BEGIN

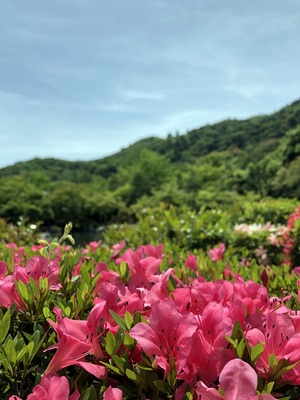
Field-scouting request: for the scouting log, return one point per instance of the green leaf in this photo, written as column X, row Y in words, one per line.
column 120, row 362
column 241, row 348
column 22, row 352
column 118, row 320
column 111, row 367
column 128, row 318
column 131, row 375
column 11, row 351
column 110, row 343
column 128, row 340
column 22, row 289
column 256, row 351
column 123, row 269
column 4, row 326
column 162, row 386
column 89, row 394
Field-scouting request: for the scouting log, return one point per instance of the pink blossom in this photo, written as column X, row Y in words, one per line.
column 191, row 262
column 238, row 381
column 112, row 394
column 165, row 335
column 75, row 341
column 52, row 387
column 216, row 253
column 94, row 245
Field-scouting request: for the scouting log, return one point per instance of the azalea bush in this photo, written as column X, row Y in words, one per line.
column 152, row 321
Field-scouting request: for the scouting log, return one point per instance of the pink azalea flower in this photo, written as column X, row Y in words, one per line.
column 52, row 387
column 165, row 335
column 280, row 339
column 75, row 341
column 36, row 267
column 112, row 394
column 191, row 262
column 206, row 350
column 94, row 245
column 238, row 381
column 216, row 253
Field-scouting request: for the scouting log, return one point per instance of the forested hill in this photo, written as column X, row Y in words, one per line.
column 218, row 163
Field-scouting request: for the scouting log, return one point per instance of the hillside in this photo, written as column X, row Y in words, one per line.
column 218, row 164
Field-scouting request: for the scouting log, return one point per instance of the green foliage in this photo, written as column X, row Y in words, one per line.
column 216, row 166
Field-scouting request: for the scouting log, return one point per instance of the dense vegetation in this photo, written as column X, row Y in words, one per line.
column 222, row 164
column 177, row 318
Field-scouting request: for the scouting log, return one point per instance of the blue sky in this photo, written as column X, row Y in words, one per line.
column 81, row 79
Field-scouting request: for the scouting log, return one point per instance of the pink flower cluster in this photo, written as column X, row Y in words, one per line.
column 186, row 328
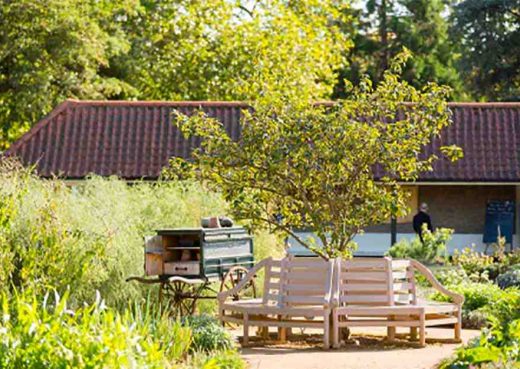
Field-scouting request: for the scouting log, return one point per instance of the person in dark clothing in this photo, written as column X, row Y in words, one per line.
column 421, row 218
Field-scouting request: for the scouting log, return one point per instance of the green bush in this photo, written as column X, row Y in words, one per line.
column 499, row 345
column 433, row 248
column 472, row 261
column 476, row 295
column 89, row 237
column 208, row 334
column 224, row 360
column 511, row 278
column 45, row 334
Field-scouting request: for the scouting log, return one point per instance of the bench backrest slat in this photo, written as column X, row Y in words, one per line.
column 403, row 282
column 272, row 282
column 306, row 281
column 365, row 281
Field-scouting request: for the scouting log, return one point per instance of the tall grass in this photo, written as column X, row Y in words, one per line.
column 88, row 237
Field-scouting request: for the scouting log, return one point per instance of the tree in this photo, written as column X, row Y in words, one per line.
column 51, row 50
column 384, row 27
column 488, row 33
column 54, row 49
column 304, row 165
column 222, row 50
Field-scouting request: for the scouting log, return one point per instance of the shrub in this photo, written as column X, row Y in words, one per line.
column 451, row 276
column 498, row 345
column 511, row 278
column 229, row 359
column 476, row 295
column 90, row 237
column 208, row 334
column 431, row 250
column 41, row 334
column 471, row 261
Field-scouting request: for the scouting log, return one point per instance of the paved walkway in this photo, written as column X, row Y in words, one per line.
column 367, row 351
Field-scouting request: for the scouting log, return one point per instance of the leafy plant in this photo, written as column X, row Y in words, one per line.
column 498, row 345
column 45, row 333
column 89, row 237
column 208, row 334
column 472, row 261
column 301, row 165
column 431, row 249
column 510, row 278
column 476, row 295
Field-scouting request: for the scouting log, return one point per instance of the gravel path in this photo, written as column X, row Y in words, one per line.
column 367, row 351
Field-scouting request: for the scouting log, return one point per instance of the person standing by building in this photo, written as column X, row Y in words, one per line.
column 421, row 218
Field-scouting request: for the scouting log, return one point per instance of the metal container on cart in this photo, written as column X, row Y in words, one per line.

END
BEGIN

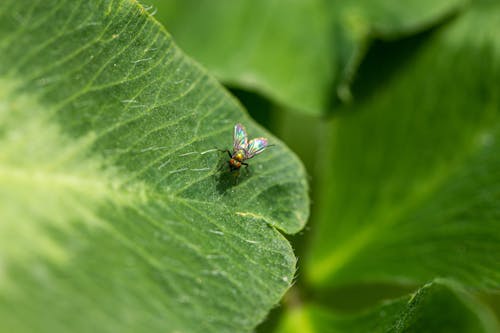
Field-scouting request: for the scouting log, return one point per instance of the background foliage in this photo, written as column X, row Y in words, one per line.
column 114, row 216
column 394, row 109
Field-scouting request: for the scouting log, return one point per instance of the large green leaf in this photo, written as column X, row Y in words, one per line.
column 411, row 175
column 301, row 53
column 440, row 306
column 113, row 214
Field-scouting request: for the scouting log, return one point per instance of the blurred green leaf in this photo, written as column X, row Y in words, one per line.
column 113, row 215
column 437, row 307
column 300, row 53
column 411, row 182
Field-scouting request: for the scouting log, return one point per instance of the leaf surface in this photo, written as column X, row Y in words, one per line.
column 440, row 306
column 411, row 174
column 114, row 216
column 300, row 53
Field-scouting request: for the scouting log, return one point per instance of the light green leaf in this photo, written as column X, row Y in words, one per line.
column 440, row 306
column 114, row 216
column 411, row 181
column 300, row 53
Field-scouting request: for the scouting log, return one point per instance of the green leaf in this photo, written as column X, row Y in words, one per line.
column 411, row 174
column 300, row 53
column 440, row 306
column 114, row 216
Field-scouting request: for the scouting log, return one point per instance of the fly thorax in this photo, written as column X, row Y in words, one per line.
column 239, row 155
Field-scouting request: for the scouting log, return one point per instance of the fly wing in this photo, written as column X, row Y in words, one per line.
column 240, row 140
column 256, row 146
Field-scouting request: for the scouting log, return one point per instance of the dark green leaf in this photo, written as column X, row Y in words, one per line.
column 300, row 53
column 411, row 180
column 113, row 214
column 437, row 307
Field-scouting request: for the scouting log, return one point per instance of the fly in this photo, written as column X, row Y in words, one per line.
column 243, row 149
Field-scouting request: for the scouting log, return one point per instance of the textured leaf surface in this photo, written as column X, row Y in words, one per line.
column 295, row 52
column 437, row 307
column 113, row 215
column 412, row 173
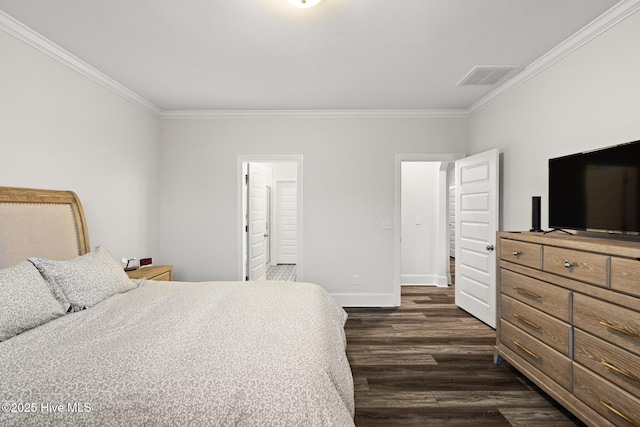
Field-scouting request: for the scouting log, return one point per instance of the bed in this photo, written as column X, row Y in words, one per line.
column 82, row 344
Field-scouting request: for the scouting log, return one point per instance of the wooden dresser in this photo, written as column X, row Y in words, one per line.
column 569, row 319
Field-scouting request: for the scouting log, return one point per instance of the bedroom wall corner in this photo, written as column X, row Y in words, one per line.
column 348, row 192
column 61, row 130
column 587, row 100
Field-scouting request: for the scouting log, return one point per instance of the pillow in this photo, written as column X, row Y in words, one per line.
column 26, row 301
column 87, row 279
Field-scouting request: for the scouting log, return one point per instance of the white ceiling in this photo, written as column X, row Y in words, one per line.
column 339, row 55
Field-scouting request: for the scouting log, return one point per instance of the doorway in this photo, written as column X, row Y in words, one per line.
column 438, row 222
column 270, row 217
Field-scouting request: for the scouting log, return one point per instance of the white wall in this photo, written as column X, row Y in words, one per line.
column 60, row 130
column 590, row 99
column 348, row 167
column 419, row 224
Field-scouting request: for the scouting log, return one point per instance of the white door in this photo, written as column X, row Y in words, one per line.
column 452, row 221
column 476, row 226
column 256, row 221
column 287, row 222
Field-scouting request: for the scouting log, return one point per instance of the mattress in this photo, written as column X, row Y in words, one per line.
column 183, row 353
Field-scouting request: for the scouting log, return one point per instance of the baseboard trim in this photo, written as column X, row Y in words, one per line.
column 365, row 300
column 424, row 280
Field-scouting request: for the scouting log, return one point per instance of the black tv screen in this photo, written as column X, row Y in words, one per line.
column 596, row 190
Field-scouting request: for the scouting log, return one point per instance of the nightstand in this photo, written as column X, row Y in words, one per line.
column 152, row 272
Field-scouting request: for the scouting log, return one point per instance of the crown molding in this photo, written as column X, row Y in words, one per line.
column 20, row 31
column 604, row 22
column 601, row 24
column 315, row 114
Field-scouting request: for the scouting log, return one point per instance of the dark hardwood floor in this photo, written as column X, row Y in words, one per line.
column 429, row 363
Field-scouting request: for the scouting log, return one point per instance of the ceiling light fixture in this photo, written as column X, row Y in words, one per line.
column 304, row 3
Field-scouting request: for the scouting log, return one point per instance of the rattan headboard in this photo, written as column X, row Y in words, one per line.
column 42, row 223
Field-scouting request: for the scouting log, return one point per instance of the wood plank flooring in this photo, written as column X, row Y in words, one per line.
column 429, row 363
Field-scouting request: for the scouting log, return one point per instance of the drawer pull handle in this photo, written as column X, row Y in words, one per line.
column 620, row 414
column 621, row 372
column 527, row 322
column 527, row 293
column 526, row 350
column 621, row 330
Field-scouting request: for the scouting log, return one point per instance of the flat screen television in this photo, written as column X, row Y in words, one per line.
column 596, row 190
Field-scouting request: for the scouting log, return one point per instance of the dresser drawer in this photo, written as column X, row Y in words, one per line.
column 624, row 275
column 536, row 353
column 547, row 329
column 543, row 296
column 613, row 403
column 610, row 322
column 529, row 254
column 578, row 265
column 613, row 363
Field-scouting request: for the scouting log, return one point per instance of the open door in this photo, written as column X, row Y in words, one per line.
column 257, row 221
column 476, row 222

END
BEGIN

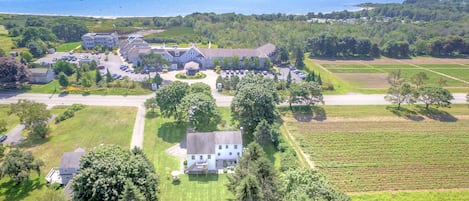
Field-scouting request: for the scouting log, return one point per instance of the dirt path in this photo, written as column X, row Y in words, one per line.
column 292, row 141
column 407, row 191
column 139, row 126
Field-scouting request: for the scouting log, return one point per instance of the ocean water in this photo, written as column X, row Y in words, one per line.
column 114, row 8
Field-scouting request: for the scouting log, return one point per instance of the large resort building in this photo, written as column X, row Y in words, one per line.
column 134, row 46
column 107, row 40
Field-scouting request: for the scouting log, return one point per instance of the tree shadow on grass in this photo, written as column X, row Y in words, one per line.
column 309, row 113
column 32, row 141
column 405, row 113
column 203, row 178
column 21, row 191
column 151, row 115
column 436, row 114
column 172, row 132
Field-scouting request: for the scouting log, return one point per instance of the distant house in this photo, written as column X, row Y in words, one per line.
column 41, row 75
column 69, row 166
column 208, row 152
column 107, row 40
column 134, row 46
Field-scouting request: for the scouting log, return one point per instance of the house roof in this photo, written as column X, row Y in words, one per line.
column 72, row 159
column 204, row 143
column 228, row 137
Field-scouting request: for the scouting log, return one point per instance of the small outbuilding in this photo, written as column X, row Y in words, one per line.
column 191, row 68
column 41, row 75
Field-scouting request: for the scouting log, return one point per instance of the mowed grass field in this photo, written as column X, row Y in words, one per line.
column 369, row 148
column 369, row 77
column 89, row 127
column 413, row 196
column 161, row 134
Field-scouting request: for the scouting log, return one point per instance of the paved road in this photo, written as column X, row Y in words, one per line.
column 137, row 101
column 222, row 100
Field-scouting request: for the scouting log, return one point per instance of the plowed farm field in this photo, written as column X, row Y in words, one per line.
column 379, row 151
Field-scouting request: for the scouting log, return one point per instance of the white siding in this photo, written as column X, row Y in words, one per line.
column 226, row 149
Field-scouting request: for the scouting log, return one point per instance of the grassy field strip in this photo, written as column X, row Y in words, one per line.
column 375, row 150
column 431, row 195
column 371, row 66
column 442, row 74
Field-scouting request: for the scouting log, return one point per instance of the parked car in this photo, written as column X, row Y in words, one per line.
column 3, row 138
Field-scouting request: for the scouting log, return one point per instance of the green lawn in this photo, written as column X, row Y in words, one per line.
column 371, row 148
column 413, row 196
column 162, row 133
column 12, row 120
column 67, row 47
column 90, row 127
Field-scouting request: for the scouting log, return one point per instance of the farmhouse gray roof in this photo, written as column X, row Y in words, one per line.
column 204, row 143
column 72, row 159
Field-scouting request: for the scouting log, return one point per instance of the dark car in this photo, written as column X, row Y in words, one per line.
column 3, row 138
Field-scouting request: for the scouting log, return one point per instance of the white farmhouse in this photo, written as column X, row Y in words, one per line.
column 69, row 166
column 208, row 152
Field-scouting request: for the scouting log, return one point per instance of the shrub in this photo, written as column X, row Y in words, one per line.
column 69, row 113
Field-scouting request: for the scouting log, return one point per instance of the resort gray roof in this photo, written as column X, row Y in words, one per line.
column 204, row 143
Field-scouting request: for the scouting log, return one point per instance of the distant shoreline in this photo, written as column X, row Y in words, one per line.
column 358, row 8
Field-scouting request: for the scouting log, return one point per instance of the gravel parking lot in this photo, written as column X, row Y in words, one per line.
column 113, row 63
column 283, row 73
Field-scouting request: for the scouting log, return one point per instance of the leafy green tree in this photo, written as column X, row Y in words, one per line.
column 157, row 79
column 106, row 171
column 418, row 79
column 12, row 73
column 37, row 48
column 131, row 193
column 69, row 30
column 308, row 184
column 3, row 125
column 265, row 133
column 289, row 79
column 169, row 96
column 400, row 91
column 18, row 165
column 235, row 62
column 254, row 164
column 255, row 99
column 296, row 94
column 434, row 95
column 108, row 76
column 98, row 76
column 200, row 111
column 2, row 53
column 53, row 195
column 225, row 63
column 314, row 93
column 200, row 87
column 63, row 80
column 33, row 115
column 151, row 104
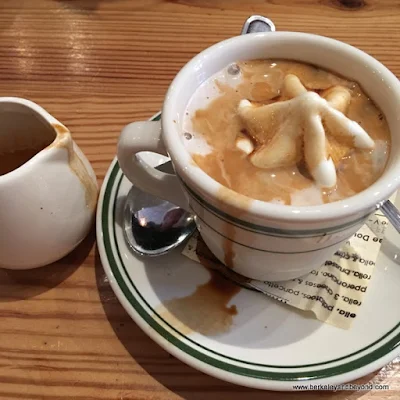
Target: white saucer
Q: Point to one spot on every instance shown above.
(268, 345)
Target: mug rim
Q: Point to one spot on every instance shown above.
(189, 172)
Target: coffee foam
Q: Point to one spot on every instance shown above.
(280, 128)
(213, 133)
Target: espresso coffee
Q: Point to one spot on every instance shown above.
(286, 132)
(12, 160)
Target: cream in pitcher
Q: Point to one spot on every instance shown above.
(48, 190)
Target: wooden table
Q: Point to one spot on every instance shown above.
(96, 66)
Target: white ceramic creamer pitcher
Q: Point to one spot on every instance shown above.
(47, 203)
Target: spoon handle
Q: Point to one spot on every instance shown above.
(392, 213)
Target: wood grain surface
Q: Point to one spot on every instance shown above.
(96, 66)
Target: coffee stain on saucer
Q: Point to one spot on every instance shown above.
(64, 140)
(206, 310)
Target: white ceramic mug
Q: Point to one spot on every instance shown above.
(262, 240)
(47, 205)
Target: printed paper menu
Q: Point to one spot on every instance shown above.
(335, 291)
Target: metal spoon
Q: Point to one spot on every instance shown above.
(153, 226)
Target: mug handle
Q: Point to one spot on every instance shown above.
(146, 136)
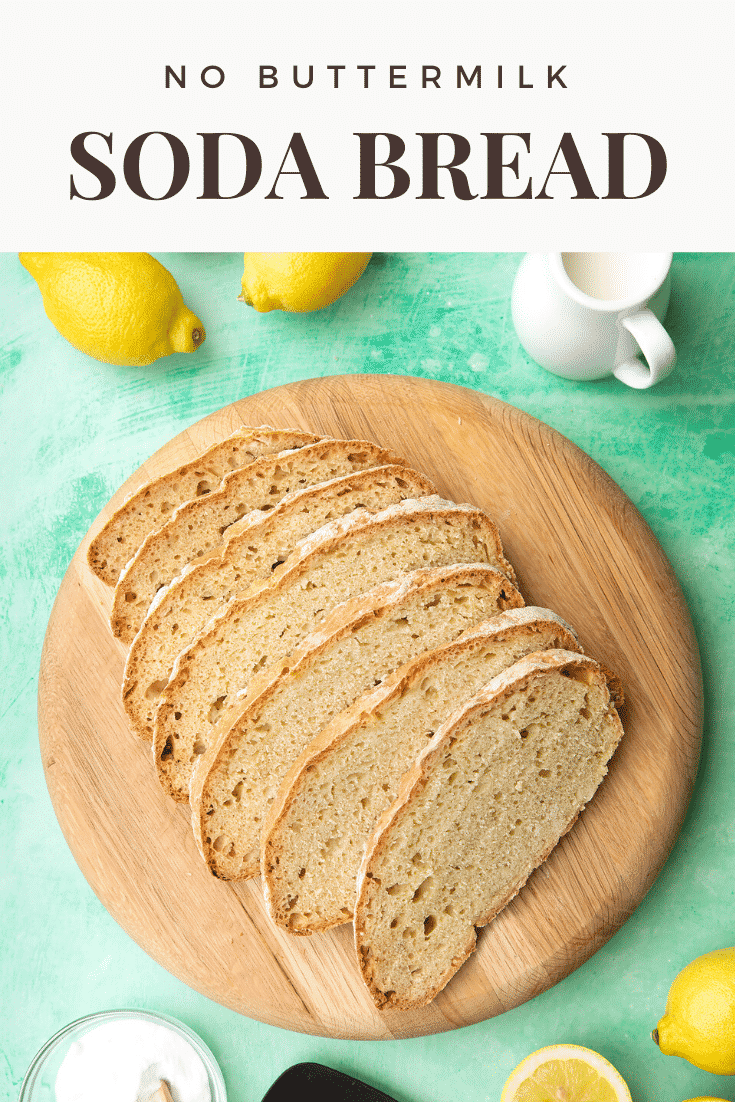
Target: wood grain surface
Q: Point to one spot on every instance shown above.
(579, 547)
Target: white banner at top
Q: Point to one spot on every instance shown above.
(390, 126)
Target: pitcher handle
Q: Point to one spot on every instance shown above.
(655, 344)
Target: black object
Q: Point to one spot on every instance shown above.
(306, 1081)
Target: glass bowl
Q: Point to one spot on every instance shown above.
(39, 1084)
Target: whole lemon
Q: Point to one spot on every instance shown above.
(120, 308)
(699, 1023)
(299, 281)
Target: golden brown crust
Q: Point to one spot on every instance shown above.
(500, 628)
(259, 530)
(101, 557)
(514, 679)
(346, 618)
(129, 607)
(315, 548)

END

THE TASK =
In the entries above, find lines with "metal" and copy each.

SOLUTION TO THE EXERCISE =
Field-scouting request: for the scouting log, return one point per instance of the metal container on cart in this photo, written as column X, row Y in words, one per line.
Target: metal spoon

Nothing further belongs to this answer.